+++ EXERCISE DATA
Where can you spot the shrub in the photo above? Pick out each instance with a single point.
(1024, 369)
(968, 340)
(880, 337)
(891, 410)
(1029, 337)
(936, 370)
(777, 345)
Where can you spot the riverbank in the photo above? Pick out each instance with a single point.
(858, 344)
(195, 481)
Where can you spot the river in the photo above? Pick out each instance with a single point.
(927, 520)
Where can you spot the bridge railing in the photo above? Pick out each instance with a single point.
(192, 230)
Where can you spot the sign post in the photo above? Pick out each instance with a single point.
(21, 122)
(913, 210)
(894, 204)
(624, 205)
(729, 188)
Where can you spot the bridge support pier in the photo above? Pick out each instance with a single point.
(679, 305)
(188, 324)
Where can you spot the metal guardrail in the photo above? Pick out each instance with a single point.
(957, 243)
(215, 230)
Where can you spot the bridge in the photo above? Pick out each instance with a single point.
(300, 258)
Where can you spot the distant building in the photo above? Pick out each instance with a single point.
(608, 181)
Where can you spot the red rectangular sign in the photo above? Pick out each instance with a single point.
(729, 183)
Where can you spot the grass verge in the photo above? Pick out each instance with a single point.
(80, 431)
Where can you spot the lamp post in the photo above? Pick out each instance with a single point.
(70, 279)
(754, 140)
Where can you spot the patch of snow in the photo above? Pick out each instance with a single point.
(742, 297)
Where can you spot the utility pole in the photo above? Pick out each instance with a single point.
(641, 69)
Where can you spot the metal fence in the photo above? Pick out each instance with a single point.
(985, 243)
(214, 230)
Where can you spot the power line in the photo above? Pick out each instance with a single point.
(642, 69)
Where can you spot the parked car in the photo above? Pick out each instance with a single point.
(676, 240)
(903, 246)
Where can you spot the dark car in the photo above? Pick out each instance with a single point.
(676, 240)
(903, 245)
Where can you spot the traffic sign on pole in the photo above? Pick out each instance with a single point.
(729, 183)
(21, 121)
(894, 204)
++++++
**EXERCISE PROMPT:** Rewrite the stretch of entries from the line containing "Where can you spot the dark" through the end of the entries. Copy every line in full, and raise each coordinate in the answers by 92.

**TASK OUTPUT:**
Where can you spot the dark car in the photo above? Pick out each instance with a single point.
(768, 332)
(995, 337)
Where can you spot the traffic sign on pole in the photo above? Pick out each instance with a single point.
(821, 275)
(113, 213)
(986, 296)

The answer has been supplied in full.